TEXTO APRESENTADO:
━━━━━━

As árvores e a música brasileira’ mostra como a canção popular foi impactada pela flora

“Tampouco turva-se a lágrima nordestina/Apenas a matéria vida era tão fina/ E éramos olharmo-nos intacta retina/A cajuína cristalina em Teresina”, são versos entoados por um jovem Caetano Veloso na canção Cajuína, composta pelo músico em 1979 para o álbum Cinema Transcendental, que eternizou o fruto do sertão na história da Música Popular Brasileira.

Caetano se equilibra entre a simbologia do fruto, considerada uma figura central quando se fala em regionalismo, e uma poética de segundas intenções – já que o músico baiano joga seus agudos com o dulçor da fruta. Este mel do sertão que embala uma tímida (e sensual) cena entre o eu lírico e o personagem é citado em As árvores e a música brasileira (IPEF), do professor Ricardo Viani, do Instituto de Pesquisas e Estudos Florestais, uma das centenas faixas trazidas pelo pesquisador em seu novo livro.

Araçás, jacarandás, açaís e cajus marcaram composições desde o século passado, quando a letra da canção tinha ressonância maior e ecoava o cotidiano e as memórias de artistas e letristas vindos não só de grandes cidades mas, sobretudo, de regiões rurais. Caso de Caetano, que é do interior da Bahia, Santo Amaro da Purificação. “”Cajuína”, bebida doce e não alcoólica feita da preensão do pseudofruto, é nome de canção de 1979 do baiano Caetano Veloso, que faz referência à comovente conversa regada a cajuína que teve em Teresina‑PI, com o pai de seu falecido amigo Torquato Neto”, escreve Viani.

A proeminência do fruto (e sua raíz, o cajueiro) é um exemplo que mostra como a natureza se espraia pela literatura musicalizada. Viani conta esta história citando desde Soneto de Caju, poema de 1947, de Vinícius de Moraes, que exalta a planta e as suas peculiaridades botânicas, ao rock dos Titãs, com Chegada ao Brasil (Terra à Vista), “canção que destaca que, na chegada dos portugueses ao Brasil, já havia aqui a mangueira (conhecida pelos portugueses) que dava caju, afinal, são árvores da mesma família botânica e aparentadas.”

━━━━━━

DADOS APRESENTADOS:
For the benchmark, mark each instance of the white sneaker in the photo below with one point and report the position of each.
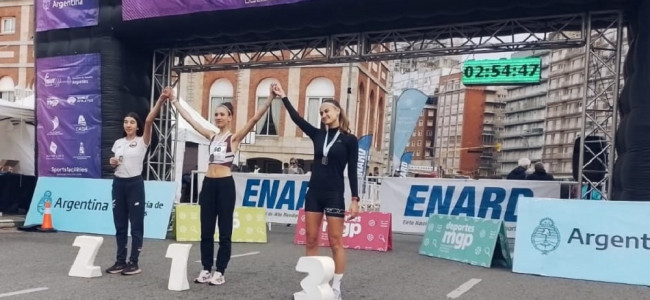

━━━━━━

TAREFAS PROPOSTAS:
• 1. Transcreva do texto sobre as árvores na música brasileira o trecho que vai de "As árvores e a música brasileira’" até "Música Popular Brasileira.", incluindo este último.
• 2. No texto sobre as árvores na música brasileira, a qual instituto pertence o professor Ricardo Viani?

RESPOSTAS ESCRITAS:
• 1.
As árvores e a música brasileira’ mostra como a canção popular foi impactada pela flora

“Tampouco turva-se a lágrima nordestina/Apenas a matéria vida era tão fina/ E éramos olharmo-nos intacta retina/A cajuína cristalina em Teresina”, são versos entoados por um jovem Caetano Veloso na canção Cajuína, composta pelo músico em 1979 para o álbum Cinema Transcendental, que eternizou o fruto do sertão na história da Música Popular Brasileira.

• 2. Ao Instituto de Pesquisas e Estudos Florestais.